### PROBLEM TO WORK ON
Repeat the records below word for word, but start at the line that contains "For the audit, pick out each instance of the chain", stop after the last line, and include nothing else.

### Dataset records
::::::::
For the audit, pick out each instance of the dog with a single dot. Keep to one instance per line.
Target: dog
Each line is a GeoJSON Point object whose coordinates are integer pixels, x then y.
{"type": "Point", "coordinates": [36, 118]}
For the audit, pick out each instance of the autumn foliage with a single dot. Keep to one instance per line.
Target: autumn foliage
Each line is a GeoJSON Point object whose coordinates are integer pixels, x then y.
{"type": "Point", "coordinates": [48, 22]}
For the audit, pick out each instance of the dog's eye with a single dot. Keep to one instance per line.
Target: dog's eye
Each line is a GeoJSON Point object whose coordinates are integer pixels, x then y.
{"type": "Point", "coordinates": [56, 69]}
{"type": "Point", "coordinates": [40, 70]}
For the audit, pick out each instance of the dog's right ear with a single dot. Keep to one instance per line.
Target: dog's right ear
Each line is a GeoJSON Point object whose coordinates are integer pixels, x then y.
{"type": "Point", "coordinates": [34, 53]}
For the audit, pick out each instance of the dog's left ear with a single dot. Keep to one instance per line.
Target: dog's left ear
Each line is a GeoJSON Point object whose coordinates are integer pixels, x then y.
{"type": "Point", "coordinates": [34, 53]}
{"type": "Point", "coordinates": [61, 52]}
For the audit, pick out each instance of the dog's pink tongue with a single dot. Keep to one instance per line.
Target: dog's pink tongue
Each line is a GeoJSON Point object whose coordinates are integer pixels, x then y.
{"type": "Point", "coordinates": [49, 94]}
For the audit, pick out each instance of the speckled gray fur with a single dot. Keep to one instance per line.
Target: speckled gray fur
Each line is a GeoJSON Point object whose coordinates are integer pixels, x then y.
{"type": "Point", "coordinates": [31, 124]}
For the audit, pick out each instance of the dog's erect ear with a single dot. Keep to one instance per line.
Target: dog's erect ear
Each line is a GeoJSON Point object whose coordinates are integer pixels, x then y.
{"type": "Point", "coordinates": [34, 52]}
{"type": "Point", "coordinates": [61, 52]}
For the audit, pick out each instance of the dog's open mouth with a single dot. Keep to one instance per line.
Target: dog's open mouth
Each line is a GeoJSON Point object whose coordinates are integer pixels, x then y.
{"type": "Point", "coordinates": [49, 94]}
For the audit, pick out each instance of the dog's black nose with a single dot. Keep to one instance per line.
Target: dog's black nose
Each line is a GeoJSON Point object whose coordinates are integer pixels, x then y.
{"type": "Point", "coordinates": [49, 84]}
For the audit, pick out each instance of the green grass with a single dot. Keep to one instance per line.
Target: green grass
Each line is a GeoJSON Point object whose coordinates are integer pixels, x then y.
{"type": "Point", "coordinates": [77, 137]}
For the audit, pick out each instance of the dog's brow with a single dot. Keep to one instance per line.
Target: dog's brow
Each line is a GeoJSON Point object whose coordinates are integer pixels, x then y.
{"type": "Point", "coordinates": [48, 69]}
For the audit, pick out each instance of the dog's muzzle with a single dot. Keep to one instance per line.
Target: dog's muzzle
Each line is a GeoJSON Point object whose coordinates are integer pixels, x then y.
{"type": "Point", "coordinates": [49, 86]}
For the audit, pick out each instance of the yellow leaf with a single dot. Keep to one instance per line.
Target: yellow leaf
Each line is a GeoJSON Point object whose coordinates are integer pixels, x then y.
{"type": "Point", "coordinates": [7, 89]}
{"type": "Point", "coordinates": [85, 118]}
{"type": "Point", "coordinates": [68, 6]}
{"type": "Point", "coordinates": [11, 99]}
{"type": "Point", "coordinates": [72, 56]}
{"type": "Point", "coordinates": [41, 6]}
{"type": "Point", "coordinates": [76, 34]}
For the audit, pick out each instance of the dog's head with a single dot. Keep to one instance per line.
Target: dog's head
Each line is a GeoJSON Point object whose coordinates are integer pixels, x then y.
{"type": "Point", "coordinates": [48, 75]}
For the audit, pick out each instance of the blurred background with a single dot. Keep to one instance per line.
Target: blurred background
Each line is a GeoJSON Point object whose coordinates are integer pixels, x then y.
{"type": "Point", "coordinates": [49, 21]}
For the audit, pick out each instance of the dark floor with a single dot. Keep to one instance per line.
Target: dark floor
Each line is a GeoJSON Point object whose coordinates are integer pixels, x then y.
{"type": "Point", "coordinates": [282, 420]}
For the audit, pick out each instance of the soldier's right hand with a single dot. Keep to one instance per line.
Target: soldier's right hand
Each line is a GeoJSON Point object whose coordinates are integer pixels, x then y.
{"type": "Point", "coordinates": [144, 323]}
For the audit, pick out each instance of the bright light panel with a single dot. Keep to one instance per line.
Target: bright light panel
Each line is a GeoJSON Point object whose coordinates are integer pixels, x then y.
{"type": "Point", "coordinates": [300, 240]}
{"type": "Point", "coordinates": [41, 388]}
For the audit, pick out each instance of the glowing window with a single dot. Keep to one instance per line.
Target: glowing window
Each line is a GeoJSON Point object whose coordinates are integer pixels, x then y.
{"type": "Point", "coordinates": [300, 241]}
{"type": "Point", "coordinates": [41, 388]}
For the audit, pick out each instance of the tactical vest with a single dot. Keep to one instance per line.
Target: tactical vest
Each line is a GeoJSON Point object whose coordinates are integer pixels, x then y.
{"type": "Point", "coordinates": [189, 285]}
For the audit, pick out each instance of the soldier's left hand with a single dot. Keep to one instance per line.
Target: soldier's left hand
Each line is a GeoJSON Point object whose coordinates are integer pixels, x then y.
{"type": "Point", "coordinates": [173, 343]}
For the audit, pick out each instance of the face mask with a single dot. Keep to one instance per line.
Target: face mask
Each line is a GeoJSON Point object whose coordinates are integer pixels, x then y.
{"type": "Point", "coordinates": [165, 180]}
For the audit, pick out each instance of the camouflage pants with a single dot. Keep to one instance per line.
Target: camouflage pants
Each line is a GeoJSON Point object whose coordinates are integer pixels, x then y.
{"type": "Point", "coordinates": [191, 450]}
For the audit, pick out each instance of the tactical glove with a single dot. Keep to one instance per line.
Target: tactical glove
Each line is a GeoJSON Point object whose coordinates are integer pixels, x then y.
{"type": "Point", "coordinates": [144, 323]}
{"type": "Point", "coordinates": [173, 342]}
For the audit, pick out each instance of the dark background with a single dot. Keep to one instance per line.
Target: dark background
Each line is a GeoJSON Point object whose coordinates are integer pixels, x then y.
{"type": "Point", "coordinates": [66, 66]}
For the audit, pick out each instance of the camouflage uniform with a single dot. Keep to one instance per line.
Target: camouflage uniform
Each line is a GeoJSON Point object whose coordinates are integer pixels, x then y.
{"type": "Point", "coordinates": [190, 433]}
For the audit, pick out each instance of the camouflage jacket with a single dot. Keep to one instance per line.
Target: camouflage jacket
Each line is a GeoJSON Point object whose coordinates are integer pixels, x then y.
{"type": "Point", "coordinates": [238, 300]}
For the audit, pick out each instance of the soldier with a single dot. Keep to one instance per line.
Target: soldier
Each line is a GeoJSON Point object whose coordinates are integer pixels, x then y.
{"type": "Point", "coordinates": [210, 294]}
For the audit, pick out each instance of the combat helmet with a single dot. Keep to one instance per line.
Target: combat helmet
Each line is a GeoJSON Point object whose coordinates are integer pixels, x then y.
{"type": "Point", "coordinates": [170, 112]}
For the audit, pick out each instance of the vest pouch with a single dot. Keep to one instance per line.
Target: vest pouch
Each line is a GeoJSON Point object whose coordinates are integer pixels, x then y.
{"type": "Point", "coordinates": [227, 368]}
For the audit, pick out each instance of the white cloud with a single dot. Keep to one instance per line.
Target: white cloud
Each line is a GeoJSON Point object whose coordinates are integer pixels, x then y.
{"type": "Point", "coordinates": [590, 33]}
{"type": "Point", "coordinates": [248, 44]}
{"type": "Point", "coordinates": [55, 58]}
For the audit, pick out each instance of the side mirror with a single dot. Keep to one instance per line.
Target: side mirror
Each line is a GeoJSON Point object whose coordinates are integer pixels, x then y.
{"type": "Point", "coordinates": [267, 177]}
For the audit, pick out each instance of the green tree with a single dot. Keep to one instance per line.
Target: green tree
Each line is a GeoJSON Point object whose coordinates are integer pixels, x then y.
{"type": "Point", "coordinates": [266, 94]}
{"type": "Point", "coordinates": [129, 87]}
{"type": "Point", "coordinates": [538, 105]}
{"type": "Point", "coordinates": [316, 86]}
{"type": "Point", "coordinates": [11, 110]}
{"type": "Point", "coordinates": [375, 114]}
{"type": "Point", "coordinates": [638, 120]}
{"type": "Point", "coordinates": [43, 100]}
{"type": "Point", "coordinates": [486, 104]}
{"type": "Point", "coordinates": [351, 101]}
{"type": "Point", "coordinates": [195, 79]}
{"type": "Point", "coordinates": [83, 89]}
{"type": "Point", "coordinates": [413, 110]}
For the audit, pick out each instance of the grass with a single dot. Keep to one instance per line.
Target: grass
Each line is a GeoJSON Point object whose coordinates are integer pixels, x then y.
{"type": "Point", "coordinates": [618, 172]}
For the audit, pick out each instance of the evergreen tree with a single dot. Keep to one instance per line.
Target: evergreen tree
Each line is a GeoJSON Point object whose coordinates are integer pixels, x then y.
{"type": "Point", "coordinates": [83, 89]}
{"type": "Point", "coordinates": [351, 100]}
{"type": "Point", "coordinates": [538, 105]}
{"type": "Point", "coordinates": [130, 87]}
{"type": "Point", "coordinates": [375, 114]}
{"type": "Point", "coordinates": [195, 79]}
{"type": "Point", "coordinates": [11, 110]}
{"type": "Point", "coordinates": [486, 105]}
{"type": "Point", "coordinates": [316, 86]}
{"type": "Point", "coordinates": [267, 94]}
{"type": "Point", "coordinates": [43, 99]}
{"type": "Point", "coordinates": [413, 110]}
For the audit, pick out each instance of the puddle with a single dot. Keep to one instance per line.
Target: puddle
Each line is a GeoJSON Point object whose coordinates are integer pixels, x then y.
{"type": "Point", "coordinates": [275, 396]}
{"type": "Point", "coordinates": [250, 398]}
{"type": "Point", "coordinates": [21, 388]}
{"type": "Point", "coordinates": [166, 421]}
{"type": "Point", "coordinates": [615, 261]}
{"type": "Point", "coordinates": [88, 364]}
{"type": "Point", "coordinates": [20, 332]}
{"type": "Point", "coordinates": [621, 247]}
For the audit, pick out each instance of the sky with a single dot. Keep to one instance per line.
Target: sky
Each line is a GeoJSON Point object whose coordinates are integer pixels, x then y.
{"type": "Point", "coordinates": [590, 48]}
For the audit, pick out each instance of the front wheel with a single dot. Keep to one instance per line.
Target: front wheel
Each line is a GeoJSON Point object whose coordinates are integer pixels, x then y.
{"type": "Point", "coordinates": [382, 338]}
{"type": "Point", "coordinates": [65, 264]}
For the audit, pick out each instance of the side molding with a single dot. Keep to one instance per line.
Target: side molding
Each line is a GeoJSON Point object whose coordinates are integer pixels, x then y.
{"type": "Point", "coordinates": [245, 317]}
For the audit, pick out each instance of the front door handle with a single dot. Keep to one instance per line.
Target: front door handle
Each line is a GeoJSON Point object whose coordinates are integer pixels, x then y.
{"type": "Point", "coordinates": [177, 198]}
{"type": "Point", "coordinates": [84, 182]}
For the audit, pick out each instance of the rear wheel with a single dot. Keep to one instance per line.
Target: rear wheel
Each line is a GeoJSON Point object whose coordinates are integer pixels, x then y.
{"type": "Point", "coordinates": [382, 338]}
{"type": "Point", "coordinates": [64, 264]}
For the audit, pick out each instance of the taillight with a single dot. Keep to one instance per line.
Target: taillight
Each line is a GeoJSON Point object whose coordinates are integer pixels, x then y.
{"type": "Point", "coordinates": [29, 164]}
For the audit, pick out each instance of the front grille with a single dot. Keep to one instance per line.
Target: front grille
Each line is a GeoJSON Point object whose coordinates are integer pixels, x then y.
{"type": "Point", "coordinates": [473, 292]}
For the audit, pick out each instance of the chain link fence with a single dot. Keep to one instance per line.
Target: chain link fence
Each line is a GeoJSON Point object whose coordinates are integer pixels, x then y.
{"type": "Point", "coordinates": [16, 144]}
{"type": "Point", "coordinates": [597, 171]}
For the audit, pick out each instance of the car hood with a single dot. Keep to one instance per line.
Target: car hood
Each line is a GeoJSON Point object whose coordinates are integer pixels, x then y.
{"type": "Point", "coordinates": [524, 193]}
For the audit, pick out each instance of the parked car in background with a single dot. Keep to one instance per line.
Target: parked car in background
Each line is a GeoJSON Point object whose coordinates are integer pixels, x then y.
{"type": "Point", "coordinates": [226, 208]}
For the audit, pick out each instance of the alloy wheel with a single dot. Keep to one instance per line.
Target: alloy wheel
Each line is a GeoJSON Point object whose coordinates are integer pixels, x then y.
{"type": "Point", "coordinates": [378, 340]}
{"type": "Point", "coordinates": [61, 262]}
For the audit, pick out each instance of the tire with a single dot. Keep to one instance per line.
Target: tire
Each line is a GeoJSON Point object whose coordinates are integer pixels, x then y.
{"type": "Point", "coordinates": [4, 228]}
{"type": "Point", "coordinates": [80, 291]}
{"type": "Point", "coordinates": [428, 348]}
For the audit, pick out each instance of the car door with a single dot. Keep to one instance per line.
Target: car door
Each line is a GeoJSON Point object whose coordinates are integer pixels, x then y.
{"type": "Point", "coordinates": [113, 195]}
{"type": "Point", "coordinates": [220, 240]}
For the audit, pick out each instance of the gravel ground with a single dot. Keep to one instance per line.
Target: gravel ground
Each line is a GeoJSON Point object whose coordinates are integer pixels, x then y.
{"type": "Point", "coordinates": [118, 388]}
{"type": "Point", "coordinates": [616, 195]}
::::::::
### TASK SOLUTION
For the audit, pick out each instance of the chain link fence with a single dot. Keep to one instance per line.
Target: chain link fence
Each line is a GeoJSON Point object whose coordinates are integer pixels, x then y.
{"type": "Point", "coordinates": [16, 144]}
{"type": "Point", "coordinates": [597, 171]}
For the audit, pick out each instance of the car hood with a single dot. Keep to one instance per line.
Target: car hood
Each line is a GeoJSON Point object whose coordinates are integer pixels, x then y.
{"type": "Point", "coordinates": [524, 193]}
For the audit, pick out each instance of the parked car in background with a single dot. Keep to one instance per line.
Target: parked car in background
Each line is a GeoJSON Point object whose coordinates are integer pixels, x then y.
{"type": "Point", "coordinates": [226, 208]}
For the audit, pick out each instance of the alloy wheel with a single dot. Keep to one instance per line.
Target: alloy wheel
Each line is a GeoJSON Point object whose coordinates are integer pixels, x then y.
{"type": "Point", "coordinates": [378, 340]}
{"type": "Point", "coordinates": [61, 262]}
For the audit, pick out each instance of the tire with a single dot. Keep to one instance per line.
Target: tire
Each line is a GeoJSON Point object whose coordinates are integer pixels, x then y.
{"type": "Point", "coordinates": [4, 228]}
{"type": "Point", "coordinates": [80, 291]}
{"type": "Point", "coordinates": [428, 348]}
For the audit, pick out each instance of the car door with a single dot. Keep to one instance per line.
Target: car door
Each line is a GeoJSON Point object whose coordinates are integer pixels, x then y.
{"type": "Point", "coordinates": [113, 195]}
{"type": "Point", "coordinates": [220, 240]}
For the audit, pick out each instance of the gravel ground with a single dot. Keep to one instance per line.
Target: gravel ground
Each line is a GeoJSON Point object whose coordinates are integer pixels, x then y.
{"type": "Point", "coordinates": [118, 388]}
{"type": "Point", "coordinates": [616, 195]}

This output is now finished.